— START OF Entries shown —

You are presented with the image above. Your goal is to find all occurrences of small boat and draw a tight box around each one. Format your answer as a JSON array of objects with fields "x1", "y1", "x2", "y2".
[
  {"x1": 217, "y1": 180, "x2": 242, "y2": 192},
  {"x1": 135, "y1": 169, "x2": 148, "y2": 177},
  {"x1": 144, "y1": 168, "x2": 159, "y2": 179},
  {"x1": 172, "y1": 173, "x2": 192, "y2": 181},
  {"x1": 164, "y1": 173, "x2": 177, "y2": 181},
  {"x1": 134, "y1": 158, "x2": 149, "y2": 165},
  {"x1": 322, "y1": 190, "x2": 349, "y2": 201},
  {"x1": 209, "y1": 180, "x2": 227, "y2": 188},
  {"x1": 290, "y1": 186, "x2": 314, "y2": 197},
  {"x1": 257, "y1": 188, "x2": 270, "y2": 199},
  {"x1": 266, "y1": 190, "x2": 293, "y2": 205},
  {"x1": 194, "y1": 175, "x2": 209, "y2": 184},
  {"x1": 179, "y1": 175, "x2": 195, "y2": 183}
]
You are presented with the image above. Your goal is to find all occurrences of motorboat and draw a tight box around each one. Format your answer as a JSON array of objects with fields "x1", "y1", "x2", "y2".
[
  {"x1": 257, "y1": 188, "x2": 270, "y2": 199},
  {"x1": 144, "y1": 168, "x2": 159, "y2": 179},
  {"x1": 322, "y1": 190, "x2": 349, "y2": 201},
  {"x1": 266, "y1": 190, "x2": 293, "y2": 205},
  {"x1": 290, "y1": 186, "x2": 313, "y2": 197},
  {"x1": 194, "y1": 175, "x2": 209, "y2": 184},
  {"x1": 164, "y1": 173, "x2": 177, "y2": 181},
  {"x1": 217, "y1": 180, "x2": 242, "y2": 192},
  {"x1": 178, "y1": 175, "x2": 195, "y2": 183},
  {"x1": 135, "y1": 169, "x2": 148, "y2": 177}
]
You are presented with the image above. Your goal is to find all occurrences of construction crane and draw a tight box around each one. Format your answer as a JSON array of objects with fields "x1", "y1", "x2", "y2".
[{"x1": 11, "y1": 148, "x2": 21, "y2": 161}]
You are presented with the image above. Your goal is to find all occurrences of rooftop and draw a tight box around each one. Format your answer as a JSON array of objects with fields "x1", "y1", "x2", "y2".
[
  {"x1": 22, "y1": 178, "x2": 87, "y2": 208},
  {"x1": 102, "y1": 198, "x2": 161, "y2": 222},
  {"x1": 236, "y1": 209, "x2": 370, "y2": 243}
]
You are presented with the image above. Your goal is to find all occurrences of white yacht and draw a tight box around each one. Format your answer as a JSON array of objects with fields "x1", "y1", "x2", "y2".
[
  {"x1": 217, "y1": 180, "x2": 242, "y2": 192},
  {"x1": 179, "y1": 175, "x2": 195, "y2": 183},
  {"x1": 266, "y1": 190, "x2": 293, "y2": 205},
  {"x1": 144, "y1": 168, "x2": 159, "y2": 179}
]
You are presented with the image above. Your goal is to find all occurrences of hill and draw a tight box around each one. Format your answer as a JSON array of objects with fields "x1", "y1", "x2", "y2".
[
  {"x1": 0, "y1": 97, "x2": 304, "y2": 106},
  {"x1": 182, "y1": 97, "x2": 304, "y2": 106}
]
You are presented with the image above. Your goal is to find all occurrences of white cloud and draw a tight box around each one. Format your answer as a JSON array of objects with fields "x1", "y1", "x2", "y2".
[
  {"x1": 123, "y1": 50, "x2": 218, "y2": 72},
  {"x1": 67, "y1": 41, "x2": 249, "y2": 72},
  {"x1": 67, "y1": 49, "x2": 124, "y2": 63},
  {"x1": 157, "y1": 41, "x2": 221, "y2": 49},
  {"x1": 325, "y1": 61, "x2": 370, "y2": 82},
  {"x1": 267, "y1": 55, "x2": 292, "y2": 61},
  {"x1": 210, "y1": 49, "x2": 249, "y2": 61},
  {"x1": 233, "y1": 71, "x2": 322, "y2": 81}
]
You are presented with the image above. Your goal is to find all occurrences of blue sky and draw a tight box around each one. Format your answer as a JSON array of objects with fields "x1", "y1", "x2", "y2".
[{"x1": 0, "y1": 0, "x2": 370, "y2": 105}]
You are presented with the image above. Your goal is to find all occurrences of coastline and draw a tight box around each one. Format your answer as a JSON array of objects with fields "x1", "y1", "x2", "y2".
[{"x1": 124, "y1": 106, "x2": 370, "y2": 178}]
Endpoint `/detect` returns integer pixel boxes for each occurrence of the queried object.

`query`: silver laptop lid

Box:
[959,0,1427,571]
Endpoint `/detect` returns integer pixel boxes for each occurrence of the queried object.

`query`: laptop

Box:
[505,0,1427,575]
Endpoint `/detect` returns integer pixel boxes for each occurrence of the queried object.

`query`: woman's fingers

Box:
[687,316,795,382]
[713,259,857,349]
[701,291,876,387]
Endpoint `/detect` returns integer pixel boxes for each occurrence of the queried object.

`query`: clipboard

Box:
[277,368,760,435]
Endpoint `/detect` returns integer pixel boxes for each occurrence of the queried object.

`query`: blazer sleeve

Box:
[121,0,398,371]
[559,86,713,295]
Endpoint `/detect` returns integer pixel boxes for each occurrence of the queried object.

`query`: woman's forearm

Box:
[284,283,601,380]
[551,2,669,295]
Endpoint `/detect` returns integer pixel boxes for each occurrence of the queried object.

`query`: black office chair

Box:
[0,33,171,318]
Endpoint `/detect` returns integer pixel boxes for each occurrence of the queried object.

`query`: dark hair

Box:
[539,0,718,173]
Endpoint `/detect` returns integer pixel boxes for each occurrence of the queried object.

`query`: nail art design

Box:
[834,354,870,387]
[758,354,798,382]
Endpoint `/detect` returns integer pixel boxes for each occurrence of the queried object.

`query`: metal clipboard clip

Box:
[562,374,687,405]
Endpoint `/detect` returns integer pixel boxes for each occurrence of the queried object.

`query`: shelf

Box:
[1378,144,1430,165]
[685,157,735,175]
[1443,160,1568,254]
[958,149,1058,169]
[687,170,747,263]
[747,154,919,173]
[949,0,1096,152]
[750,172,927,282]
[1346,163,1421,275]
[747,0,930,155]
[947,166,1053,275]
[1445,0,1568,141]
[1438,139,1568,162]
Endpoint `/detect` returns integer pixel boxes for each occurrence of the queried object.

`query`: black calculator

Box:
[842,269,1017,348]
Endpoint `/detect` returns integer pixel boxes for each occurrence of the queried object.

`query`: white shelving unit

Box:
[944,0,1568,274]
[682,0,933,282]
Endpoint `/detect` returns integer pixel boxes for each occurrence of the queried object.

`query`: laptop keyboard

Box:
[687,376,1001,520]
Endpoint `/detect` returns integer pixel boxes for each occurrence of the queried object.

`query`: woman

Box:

— END OF Entries shown —

» Exercise task
Print every line of the records exactly. Omit nothing.

» Correct output
You are presented with the image above. Your goal is to find all occurrences of small boat and draw a tight box around each one. Format your answer as a JSON array of objects with fields "x1", "y1", "x2", "y2".
[
  {"x1": 217, "y1": 180, "x2": 242, "y2": 192},
  {"x1": 135, "y1": 169, "x2": 148, "y2": 177},
  {"x1": 144, "y1": 168, "x2": 159, "y2": 179},
  {"x1": 172, "y1": 173, "x2": 192, "y2": 181},
  {"x1": 164, "y1": 173, "x2": 177, "y2": 181},
  {"x1": 134, "y1": 158, "x2": 149, "y2": 165},
  {"x1": 322, "y1": 190, "x2": 349, "y2": 201},
  {"x1": 209, "y1": 180, "x2": 227, "y2": 188},
  {"x1": 290, "y1": 186, "x2": 314, "y2": 197},
  {"x1": 257, "y1": 188, "x2": 270, "y2": 199},
  {"x1": 266, "y1": 190, "x2": 293, "y2": 205},
  {"x1": 194, "y1": 175, "x2": 209, "y2": 184},
  {"x1": 179, "y1": 175, "x2": 195, "y2": 183}
]
You are presented with the image above. Your goal is to find all occurrences of motorboat and draw a tight box around each one. Format your answer as a JSON array of objects with fields "x1", "y1", "x2", "y2".
[
  {"x1": 257, "y1": 188, "x2": 270, "y2": 199},
  {"x1": 144, "y1": 168, "x2": 159, "y2": 179},
  {"x1": 322, "y1": 190, "x2": 349, "y2": 201},
  {"x1": 266, "y1": 190, "x2": 293, "y2": 205},
  {"x1": 290, "y1": 186, "x2": 313, "y2": 197},
  {"x1": 194, "y1": 175, "x2": 209, "y2": 184},
  {"x1": 164, "y1": 173, "x2": 177, "y2": 181},
  {"x1": 217, "y1": 180, "x2": 242, "y2": 192},
  {"x1": 178, "y1": 175, "x2": 195, "y2": 183},
  {"x1": 135, "y1": 169, "x2": 148, "y2": 177}
]
You are presented with the image above. Your goal is to find all occurrences of construction crane and draw a tight box around each one. Format your answer as a JSON array of objects with fields "x1", "y1", "x2", "y2".
[{"x1": 11, "y1": 148, "x2": 21, "y2": 161}]
You are presented with the image above. Your goal is to find all occurrences of rooftop and draw a tight box around each one. Format your answer as a JSON array of objects with fields "x1", "y1", "x2", "y2".
[
  {"x1": 22, "y1": 178, "x2": 87, "y2": 208},
  {"x1": 102, "y1": 198, "x2": 161, "y2": 222},
  {"x1": 236, "y1": 209, "x2": 370, "y2": 243}
]
You are presented with the image above. Your goal is to find all occurrences of white yacht and draw a tight box around each one. Format your answer as a JSON array of objects with fields "x1", "y1", "x2", "y2".
[
  {"x1": 217, "y1": 180, "x2": 242, "y2": 192},
  {"x1": 179, "y1": 175, "x2": 195, "y2": 183},
  {"x1": 266, "y1": 190, "x2": 293, "y2": 205},
  {"x1": 144, "y1": 168, "x2": 159, "y2": 179}
]
You are presented with the image above. Your goal is to find all occurrences of hill and draw a tight box around each one. Format your answer as a JSON array of objects with fields "x1", "y1", "x2", "y2".
[
  {"x1": 0, "y1": 97, "x2": 304, "y2": 106},
  {"x1": 182, "y1": 97, "x2": 304, "y2": 106}
]
You are presented with the image above. Your goal is to find all occurrences of white cloud and draw a tight box around each one. Format your answer as a JSON array of objects with fields "x1", "y1", "x2", "y2".
[
  {"x1": 123, "y1": 50, "x2": 218, "y2": 72},
  {"x1": 67, "y1": 41, "x2": 249, "y2": 72},
  {"x1": 67, "y1": 49, "x2": 124, "y2": 63},
  {"x1": 157, "y1": 41, "x2": 221, "y2": 49},
  {"x1": 325, "y1": 61, "x2": 370, "y2": 82},
  {"x1": 267, "y1": 55, "x2": 292, "y2": 61},
  {"x1": 210, "y1": 49, "x2": 249, "y2": 61},
  {"x1": 233, "y1": 71, "x2": 322, "y2": 81}
]
You are presented with the image above. Your goal is to find all occurrences of blue sky and draw a tight box around each one. Format your answer as a JSON array of objects with fields "x1", "y1", "x2", "y2".
[{"x1": 0, "y1": 0, "x2": 370, "y2": 105}]
You are presented with the image above. Your goal is to find all occurrences of coastline and draw a tight box around each one. Format your answer as a JSON array of objects with fields "x1", "y1", "x2", "y2".
[{"x1": 124, "y1": 106, "x2": 370, "y2": 178}]
Endpoint `/detect` returns integer pixel boxes for each occurrence of the queried object.

`query`: silver laptop lid

Box:
[959,0,1427,571]
Endpoint `/detect` returns integer pixel boxes for each occurrence of the queried object.

`query`: laptop

Box:
[505,0,1427,575]
Endpoint `/detect` returns integer pixel boxes for each occurrence of the queried object.

`query`: woman's fingers

Box:
[687,316,795,382]
[713,259,857,349]
[701,291,876,387]
Endpoint `/detect` returns integer pixel boxes for each occurrence of the queried object.

`query`: clipboard

Box:
[277,368,760,435]
Endpoint `/detect` returns integer pixel boxes for each occurrence of the queried object.

`query`: blazer sleeve

Box:
[121,0,398,371]
[559,86,713,295]
Endpoint `/detect` returns integer pixel boxes for each occurrence of the queried object.

`query`: woman's forearm

Box:
[284,283,601,380]
[551,2,669,295]
Endpoint `/detect` returns integer pixel boxes for each occurrence of the queried object.

`query`: black office chair

Box:
[0,33,171,318]
Endpoint `/detect` returns integer pixel boxes for each occurrence of the queried object.

`query`: dark hair

Box:
[539,0,718,173]
Endpoint `/detect` returns integer pixel boxes for each occurrence of the queried object.

`query`: nail art design

Box:
[834,354,870,387]
[758,354,798,382]
Endpoint `/detect` returns integer pixel boxes for each occurrence of the queried object.

`query`: metal clipboard clip

Box:
[562,374,687,405]
Endpoint `/detect` returns integer pixel boxes for each occurrence of the queried object.

`query`: shelf

Box:
[1378,144,1430,165]
[685,157,735,175]
[1443,160,1568,254]
[958,149,1058,169]
[687,170,747,263]
[747,154,919,173]
[949,0,1096,152]
[750,172,927,282]
[1346,163,1421,275]
[747,0,930,155]
[947,166,1053,275]
[1445,0,1568,141]
[1438,139,1568,162]
Endpoint `/detect` returns integer pixel boxes for each occurrence of the queried object.

`query`: black calculator

Box:
[842,269,1017,348]
Endpoint `/detect` returns integer pixel boxes for each occurrence of the queried object.

`query`: white shelving unit

Box:
[944,0,1568,274]
[682,0,933,282]
Endpoint `/detect` returns integer pixel boxes for each occurrence of the queried object.

`query`: laptop keyboard

Box:
[687,376,1001,520]
Endpoint `/detect` returns integer pixel boxes for each occurrence of the queried object.

`query`: woman

Box:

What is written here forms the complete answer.